Activities.
(A) In the article on pandemic anxiety, shorten the paragraph beginning "We human beings like certainty" into a brief bulleted list that keeps its main facts.
(B) Carry on the article on pandemic anxiety from the point where it stops.

Exercise text.
By Chris McCormick-Pries
Pandemic. Coronavirus. Self-isolation. COVID-19. Even saying these words triggers anxiety for many of us. We are inundated with information from broadcast networks, Facebook, other social media and the few face-to-face conversations we are having with acquaintances and friends. What should we listen to? What’s important to be aware of? And how do we take care of ourselves and each other during times like this?
We human beings like certainty and predictability. It is in our hard wiring to want to know what is happening, when it is happening and to notice things that feel threatening to us. It is normal to feel stressed when we don’t feel safe. We all are aware of the “flight or fight” response. While this reaction is intended to protect us, it can also cause all sorts of havoc when we sense uncertainty and conflicting information all around us.
I recently read a short article titled “Protecting Your Mental Health During the Coronavirus Outbreak” by Doreen Marshall Ph.D. I appreciated her words of wisdom and would like to share some of her thoughts with you.

Natural-language object grounding data:
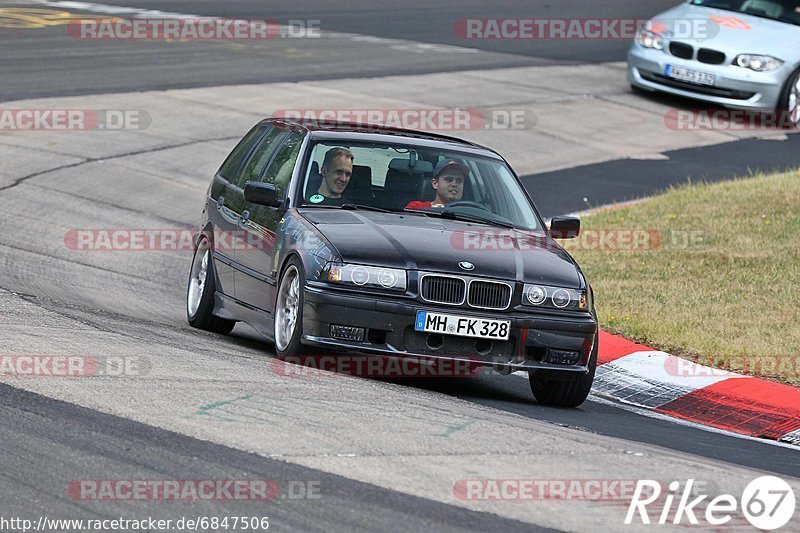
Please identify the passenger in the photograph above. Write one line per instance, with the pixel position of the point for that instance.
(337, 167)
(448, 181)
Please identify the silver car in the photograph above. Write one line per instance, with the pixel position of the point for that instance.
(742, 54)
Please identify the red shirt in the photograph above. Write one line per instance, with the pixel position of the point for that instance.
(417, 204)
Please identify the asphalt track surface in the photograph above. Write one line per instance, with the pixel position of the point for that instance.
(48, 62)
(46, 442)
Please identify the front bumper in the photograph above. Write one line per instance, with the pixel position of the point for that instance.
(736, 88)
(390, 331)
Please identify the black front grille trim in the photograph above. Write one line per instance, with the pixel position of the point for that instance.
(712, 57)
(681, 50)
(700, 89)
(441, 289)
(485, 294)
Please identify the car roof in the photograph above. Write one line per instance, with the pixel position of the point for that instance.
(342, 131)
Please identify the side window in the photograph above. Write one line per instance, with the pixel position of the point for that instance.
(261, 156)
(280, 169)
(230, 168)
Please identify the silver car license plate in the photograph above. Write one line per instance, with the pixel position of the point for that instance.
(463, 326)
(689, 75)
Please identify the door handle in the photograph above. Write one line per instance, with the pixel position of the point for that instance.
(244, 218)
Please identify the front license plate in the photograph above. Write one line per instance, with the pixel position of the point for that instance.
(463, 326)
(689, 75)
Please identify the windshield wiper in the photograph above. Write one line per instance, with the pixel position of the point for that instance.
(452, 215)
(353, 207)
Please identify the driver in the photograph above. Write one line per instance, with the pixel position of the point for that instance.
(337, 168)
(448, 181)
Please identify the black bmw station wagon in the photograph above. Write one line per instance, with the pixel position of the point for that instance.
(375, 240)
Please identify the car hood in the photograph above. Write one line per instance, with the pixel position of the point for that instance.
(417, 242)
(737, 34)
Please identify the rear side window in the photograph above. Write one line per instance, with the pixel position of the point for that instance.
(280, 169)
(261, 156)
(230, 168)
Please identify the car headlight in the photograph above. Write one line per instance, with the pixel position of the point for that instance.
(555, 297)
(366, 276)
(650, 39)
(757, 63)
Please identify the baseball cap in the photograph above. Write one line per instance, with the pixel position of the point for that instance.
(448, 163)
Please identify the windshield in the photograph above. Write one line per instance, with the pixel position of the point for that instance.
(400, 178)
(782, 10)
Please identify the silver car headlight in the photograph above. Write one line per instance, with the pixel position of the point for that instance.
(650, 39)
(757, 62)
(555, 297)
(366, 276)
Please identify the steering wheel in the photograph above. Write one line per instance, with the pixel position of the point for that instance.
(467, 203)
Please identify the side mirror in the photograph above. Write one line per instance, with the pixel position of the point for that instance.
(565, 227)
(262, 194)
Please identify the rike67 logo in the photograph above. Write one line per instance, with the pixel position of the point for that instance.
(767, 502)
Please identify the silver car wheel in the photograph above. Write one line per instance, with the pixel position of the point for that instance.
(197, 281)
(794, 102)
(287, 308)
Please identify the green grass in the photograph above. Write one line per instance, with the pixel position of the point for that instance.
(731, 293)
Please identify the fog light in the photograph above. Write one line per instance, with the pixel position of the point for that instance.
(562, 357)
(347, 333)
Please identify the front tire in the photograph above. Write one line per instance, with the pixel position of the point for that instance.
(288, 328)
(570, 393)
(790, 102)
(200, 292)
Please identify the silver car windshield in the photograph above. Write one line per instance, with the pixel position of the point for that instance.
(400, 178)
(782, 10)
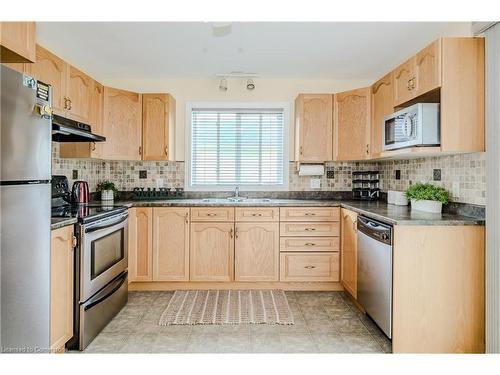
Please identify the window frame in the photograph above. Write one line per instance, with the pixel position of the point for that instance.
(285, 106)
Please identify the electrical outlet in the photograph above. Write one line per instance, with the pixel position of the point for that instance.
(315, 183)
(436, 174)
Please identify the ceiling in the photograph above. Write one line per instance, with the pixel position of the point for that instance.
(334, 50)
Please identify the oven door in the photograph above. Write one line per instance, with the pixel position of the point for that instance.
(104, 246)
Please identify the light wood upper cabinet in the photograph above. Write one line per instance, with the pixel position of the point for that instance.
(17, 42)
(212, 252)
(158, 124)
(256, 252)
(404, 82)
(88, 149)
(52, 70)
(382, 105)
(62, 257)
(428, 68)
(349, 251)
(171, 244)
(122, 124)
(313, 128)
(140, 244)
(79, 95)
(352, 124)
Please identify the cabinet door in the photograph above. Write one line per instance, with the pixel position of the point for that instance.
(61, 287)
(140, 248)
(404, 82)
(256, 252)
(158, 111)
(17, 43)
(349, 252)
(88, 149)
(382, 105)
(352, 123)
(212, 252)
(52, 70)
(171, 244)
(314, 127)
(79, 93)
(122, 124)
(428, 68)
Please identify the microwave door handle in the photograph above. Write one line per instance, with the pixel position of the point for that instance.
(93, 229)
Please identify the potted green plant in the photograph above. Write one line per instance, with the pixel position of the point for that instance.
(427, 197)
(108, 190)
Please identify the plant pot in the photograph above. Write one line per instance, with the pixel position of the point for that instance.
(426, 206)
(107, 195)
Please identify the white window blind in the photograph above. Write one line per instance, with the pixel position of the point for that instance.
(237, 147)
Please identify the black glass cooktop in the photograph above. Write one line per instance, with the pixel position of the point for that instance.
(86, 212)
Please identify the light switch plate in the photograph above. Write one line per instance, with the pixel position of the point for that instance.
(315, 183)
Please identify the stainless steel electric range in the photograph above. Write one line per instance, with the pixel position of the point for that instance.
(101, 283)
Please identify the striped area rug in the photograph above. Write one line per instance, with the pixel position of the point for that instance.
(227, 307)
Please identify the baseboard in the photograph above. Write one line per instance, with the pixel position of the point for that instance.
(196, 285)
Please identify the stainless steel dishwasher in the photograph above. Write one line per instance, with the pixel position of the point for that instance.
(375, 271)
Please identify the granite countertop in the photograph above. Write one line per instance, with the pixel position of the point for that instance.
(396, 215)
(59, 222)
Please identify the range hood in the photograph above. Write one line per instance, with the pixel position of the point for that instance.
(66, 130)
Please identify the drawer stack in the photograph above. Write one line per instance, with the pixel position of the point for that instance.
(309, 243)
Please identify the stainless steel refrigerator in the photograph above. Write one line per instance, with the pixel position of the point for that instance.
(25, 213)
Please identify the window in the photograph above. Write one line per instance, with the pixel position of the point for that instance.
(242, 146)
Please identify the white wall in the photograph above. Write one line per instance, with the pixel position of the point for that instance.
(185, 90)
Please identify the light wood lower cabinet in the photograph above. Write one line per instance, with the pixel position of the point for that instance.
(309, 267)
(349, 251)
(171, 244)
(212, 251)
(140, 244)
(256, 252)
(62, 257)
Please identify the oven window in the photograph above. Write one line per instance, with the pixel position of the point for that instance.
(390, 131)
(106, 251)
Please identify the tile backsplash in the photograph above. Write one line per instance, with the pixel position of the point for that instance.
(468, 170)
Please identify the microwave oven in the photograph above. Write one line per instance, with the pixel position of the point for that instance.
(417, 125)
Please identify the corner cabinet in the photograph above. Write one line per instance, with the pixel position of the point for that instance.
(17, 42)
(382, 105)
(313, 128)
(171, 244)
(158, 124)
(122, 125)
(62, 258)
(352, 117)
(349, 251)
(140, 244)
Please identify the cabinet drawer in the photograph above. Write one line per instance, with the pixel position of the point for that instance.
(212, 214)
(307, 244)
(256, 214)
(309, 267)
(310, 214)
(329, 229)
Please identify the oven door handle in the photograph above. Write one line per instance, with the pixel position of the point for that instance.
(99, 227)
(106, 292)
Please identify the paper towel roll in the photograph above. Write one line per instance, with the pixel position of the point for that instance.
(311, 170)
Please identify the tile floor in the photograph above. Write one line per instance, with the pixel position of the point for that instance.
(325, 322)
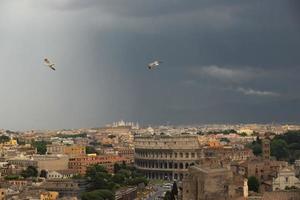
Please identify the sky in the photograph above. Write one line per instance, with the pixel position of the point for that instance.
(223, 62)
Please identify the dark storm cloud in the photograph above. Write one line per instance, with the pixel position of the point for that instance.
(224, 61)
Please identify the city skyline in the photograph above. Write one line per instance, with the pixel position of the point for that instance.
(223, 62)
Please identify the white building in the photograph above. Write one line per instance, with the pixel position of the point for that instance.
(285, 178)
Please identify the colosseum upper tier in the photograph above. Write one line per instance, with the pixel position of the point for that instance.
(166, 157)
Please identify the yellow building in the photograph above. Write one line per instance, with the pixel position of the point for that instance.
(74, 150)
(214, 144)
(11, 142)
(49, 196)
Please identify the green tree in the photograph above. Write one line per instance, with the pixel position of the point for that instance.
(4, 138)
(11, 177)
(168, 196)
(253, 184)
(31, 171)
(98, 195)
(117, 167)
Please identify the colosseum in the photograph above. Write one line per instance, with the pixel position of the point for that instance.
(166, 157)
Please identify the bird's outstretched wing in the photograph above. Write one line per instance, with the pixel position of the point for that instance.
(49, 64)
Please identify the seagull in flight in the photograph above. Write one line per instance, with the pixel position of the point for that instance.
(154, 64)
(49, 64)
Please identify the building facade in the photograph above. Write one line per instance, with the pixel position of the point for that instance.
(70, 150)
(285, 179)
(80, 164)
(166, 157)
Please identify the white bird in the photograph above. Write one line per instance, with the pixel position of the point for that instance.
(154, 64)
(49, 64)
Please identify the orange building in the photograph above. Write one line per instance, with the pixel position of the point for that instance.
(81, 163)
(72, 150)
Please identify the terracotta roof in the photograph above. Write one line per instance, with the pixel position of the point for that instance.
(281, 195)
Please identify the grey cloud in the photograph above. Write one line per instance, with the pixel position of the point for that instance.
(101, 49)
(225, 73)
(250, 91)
--
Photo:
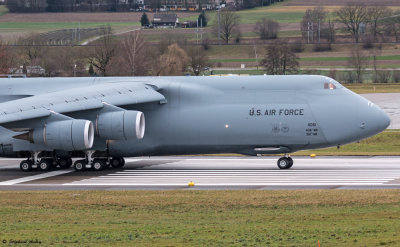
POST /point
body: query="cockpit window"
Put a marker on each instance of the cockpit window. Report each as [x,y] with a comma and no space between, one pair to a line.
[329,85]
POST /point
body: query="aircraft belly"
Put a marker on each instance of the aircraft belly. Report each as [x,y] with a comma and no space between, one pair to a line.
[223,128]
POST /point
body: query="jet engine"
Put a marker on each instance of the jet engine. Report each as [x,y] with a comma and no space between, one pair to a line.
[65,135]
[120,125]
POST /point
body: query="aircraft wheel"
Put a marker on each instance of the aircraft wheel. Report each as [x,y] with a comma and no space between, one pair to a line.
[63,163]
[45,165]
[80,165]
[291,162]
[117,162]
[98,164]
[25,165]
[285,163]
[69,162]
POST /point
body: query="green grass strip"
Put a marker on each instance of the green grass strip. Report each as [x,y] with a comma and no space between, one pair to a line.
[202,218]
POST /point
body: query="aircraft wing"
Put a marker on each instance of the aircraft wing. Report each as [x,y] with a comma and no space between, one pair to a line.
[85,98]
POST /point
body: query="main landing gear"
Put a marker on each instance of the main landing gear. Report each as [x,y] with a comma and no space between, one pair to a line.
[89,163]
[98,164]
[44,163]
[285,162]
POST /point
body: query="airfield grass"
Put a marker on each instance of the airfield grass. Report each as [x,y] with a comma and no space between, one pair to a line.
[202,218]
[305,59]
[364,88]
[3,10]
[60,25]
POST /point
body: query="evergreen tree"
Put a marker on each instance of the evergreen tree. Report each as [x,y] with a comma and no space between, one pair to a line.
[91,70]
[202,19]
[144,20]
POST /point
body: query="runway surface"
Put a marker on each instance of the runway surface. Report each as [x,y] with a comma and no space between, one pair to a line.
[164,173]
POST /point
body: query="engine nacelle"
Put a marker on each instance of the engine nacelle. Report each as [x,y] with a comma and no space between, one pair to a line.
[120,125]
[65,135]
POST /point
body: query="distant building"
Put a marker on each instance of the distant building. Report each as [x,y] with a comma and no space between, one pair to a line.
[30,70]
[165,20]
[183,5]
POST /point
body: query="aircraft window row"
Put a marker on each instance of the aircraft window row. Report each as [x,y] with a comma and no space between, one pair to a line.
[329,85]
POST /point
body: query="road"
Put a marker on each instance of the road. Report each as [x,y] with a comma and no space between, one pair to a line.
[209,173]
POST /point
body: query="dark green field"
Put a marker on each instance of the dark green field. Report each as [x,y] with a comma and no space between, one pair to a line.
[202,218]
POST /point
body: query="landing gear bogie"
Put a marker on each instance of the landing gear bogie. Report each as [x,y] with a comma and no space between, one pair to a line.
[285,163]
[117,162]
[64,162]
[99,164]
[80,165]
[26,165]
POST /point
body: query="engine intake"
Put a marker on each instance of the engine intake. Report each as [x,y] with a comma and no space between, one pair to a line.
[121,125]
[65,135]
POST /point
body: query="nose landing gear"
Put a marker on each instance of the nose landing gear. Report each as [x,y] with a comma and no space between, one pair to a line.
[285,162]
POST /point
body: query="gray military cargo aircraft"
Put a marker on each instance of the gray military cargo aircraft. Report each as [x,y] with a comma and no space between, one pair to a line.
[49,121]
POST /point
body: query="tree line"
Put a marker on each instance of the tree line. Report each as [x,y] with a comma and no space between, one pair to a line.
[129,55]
...
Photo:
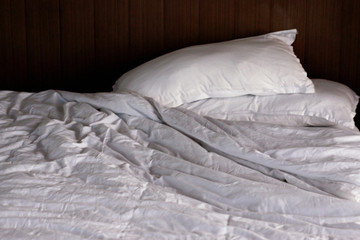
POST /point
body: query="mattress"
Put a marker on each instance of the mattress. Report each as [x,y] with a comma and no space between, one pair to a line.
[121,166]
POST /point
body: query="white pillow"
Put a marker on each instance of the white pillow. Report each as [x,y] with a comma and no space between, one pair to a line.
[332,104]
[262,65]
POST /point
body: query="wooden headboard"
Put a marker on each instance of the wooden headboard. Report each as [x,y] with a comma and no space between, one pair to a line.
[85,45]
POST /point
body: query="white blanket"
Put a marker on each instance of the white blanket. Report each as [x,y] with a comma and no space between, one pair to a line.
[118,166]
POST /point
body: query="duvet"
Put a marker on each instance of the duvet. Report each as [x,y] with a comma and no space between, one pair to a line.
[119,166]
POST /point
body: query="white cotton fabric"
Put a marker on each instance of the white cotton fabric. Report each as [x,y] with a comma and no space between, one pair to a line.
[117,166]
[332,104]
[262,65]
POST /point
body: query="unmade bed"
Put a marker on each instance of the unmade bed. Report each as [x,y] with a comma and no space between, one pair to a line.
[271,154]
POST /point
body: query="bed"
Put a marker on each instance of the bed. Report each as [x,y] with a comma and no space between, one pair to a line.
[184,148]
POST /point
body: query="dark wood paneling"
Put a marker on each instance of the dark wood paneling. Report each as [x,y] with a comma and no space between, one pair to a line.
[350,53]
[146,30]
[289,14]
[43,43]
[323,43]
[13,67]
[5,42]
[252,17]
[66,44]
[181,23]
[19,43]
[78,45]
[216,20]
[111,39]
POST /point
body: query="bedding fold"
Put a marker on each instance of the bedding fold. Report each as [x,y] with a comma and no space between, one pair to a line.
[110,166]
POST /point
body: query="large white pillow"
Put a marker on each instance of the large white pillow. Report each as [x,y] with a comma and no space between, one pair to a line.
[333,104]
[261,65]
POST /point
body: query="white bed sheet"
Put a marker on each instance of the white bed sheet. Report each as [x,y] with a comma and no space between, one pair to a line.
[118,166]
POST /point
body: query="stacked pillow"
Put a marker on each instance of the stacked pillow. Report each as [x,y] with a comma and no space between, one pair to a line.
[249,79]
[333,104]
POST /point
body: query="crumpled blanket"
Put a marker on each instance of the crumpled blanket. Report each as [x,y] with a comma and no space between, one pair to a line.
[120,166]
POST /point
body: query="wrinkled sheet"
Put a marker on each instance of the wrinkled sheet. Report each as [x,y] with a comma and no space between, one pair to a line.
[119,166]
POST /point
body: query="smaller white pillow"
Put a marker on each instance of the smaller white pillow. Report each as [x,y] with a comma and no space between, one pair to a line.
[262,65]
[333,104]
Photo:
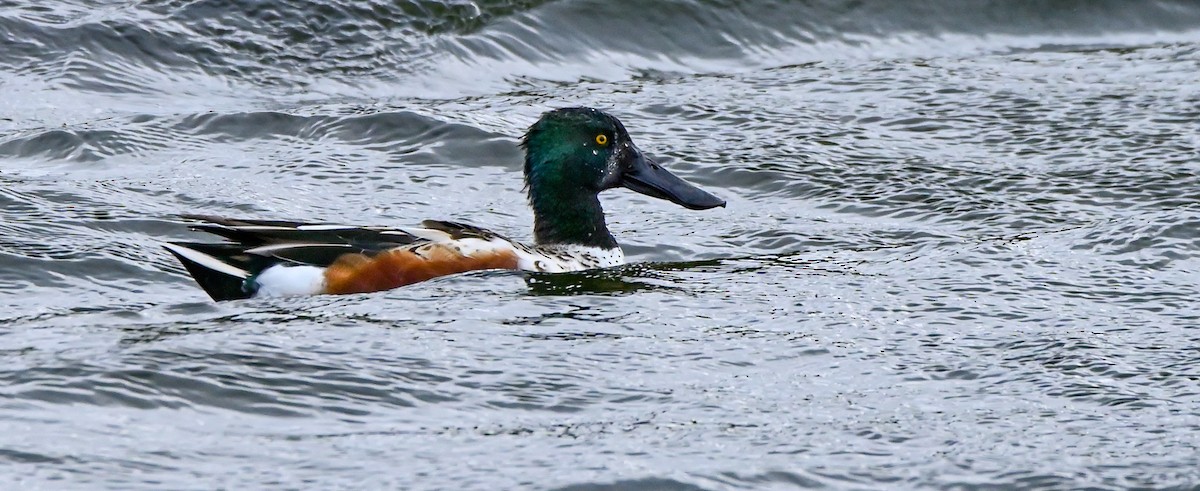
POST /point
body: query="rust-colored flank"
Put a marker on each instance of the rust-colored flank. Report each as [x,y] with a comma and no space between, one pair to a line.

Written answers.
(A)
- People like certainty and predictability.
- We are wired to want to know what is happening and when, and to notice threats.
- Feeling stressed when we don't feel safe is normal.
- The "flight or fight" response is meant to protect us, but it can cause havoc when uncertainty and conflicting information surround us.

(B)
We know a large part of our anxiety comes from the mistaken belief that we should be able to control what happens around us. But we know we can’t. It seems we are all worried about COVID19, aka “coronavirus” and what we should or could be doing to protect ourselves and our families. This uncertainty leads to feelings of helplessness and further stress. When we feel frightened about a current event it sometimes brings up fears from the past or reminds us of times when we didn’t feel safe and the immediate future was uncertain.
Often, we seek time to be together in church, increase our attendance at Mass and pray. With recent developments in our diocese and throughout the country, it seems even these ways to seek comfort are unavailable to us.
It is no wonder then that our overall mental health can suffer. Sometimes, we are not aware that this is happening. We might feel more on edge than usual, angry, helpless or sad. We may be experiencing increased feelings of frustration with others or we might want to withdraw completely, avoiding any reminders of what is currently happening. For anybody already struggling with mental wellness, there might be deeper feelings of depression or less motivation to carry out daily activities.
I believe it’s important to remember we are not helpless in light of these current news events. We always choose our response to the circumstances occurring around us. If you are struggling, here are some things you can do to take care of your mental health in the face of uncertainty.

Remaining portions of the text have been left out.